Task instructions:
Nothing but the lines from the one with "Where can the window" to the final line should be returned, each exactly as it appears.

Available data:
——————

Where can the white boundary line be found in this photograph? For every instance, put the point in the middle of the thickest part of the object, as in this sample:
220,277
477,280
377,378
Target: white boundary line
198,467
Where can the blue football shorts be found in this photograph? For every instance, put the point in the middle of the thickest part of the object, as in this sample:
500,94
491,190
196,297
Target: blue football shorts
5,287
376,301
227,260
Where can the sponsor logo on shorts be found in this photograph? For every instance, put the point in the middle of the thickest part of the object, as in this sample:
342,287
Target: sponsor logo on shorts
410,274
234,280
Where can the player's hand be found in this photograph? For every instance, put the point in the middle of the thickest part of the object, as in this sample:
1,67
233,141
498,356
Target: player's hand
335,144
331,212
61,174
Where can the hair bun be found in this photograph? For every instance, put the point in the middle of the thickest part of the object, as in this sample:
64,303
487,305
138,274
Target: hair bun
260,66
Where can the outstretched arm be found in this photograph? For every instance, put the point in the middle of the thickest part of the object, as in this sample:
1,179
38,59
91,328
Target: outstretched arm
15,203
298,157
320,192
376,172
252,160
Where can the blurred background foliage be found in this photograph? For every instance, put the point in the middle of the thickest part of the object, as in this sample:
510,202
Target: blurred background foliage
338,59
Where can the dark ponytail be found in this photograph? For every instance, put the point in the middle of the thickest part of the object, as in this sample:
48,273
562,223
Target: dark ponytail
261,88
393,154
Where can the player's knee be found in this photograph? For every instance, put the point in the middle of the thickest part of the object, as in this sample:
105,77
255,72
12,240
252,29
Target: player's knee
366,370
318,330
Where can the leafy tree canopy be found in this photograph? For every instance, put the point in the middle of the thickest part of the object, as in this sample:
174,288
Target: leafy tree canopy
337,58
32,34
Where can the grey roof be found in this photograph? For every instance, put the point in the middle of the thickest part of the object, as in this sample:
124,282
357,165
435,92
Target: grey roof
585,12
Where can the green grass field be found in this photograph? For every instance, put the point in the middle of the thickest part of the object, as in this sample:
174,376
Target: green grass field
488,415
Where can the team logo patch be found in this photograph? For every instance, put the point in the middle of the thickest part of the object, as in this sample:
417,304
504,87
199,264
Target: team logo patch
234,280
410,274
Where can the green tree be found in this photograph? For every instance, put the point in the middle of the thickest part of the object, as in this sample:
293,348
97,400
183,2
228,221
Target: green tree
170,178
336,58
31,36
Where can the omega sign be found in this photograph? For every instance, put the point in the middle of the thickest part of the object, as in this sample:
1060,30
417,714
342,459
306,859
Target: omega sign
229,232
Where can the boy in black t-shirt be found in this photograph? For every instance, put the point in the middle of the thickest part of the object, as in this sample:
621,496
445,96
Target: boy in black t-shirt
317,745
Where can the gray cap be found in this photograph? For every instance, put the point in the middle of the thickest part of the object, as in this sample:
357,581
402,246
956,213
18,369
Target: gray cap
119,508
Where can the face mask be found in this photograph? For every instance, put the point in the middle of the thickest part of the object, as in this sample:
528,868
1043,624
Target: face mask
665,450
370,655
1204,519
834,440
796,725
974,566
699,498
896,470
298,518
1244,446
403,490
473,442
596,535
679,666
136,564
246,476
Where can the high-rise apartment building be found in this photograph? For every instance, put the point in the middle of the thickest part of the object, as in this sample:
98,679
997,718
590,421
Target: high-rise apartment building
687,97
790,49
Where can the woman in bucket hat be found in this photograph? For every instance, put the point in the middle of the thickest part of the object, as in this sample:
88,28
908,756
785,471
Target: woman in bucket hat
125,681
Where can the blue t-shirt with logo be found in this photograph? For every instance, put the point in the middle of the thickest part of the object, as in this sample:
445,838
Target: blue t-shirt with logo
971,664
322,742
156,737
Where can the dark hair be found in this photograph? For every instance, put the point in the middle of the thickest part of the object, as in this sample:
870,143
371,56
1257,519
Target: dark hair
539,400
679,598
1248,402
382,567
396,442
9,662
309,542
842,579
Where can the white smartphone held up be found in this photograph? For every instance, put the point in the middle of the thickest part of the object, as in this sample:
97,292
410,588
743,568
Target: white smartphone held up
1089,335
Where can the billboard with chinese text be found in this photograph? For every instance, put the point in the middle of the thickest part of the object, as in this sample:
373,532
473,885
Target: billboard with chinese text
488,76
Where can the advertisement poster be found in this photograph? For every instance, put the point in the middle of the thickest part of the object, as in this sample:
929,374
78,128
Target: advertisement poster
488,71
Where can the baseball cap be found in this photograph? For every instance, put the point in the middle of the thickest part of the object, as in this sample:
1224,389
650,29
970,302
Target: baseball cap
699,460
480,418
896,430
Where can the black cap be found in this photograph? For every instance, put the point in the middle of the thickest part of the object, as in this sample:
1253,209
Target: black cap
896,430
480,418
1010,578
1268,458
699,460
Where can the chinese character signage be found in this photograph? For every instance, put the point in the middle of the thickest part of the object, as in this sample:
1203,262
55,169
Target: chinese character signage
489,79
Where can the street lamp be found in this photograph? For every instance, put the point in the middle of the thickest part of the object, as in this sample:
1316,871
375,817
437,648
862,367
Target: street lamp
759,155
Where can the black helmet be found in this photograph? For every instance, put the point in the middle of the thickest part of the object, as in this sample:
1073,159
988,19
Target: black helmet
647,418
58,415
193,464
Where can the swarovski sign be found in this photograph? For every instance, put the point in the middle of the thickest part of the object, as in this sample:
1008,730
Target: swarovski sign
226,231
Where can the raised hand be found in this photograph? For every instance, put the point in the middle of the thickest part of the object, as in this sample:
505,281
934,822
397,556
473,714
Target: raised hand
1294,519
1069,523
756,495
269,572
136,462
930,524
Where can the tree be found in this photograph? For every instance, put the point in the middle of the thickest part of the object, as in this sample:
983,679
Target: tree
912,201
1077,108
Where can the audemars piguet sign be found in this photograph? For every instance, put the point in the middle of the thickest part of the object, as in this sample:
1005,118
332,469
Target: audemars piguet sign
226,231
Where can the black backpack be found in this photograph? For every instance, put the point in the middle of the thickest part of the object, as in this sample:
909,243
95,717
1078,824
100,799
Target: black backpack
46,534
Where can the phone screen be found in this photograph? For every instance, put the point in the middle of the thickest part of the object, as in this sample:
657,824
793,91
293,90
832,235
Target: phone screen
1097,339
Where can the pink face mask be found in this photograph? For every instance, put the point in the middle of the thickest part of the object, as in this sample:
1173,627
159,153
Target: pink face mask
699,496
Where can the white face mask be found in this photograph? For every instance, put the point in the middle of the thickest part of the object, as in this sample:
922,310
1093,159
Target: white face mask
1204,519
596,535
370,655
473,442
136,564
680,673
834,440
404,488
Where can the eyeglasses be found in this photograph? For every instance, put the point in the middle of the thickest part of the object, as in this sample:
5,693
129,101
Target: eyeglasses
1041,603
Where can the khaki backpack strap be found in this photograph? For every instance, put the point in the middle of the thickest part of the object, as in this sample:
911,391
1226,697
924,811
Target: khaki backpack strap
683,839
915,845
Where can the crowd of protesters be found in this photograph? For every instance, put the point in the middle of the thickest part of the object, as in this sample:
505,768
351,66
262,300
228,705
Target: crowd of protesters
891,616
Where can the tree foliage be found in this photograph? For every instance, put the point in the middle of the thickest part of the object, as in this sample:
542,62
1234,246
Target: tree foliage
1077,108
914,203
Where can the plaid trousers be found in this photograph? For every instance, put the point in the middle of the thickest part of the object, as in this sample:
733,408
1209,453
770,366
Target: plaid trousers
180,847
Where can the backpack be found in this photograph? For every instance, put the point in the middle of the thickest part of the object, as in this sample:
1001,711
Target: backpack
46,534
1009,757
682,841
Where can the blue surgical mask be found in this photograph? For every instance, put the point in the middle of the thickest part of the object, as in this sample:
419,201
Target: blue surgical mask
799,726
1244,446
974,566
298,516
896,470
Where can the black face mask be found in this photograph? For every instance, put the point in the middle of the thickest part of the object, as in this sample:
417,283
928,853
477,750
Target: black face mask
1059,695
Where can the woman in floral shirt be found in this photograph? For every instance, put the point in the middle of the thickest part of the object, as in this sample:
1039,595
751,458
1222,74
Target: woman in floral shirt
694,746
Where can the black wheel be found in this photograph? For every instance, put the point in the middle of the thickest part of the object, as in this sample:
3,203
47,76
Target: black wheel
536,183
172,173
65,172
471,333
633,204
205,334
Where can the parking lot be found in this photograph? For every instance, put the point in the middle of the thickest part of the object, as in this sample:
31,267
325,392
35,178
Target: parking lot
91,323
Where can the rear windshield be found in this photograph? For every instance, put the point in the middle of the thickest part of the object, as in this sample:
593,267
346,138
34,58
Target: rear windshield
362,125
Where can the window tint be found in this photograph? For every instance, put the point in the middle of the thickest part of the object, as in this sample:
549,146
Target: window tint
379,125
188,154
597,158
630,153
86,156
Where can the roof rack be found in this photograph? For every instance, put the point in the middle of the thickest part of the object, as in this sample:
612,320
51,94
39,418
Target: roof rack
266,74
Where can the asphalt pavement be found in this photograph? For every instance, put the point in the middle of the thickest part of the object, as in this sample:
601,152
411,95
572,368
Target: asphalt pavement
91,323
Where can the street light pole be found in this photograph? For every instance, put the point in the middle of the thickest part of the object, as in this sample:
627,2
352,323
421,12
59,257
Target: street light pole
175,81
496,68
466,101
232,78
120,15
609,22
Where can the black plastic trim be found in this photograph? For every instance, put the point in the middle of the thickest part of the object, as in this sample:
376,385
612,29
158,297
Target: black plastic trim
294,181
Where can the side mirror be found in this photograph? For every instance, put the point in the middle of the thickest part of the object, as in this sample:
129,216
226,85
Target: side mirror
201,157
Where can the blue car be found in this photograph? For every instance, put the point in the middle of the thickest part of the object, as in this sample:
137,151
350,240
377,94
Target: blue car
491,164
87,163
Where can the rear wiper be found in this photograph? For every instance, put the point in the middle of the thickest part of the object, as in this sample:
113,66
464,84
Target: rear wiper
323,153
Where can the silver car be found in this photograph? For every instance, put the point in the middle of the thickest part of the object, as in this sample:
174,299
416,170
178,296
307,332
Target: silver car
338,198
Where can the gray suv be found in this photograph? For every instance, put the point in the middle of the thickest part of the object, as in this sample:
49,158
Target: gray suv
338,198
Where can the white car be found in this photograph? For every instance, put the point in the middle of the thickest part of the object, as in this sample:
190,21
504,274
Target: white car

——————

Exercise answer:
Where can the window tint be found in this photograph? For every instance, put the point in the middle of the thickest part of the object, as in this sample:
549,146
Target: window tint
379,125
188,154
597,158
630,153
86,156
Where can the roof rack be found in this photograph? For every instance, put the point in the middle of the thickest part of the object, as in this sample:
612,320
51,94
39,418
Target: roof rack
266,74
Where can the asphalt pavement be found in this photograph? For every instance, put the point in the middle of the thickest part of the object, as in this sample:
601,152
411,95
572,368
Target: asphalt pavement
91,323
Where can the street light pole be found in this photograph? For every instance, put the point in the middle of the thickest part of the object, as in this sample:
627,2
352,323
421,12
59,257
Target: street light pole
175,81
496,68
466,101
232,78
120,15
609,22
Where can the black plastic trim be found in this photograph? For every instance, put the point in the middle of the thickest part of the object, as in this sample:
376,385
612,29
158,297
Target: black plastic trim
294,181
Where can the side mirror be found in this photograph? For every instance, put the point in the middle of the thickest part of the object, as in this sample:
129,216
226,85
Target: side mirror
201,157
Where can the blue car be found in this photograph? For every instance, put the point in the middle of the thickest part of the object, as in this sample:
137,151
350,240
377,94
Target: blue car
491,164
87,163
Where can the rear wiper be found in this photograph? For every instance, put the point in the middle of the thickest part of the object, as in this sample:
113,66
464,84
Target: rear wiper
323,153
Where can the silver car be found in this photograph? For every instance, put the point in the middle of the thickest part of the object, as in this sample:
174,299
416,170
178,296
307,332
Target: silver car
338,198
Where can the gray suv be found in this photograph? For every instance, put the point in the middle of the thickest part of the object, as in this sample:
49,158
Target: gray suv
338,198
Where can the white car be found in this photograph? For every instance, put the point in the middle of the thickest part of the object, as in this sample:
190,21
504,274
Target: white car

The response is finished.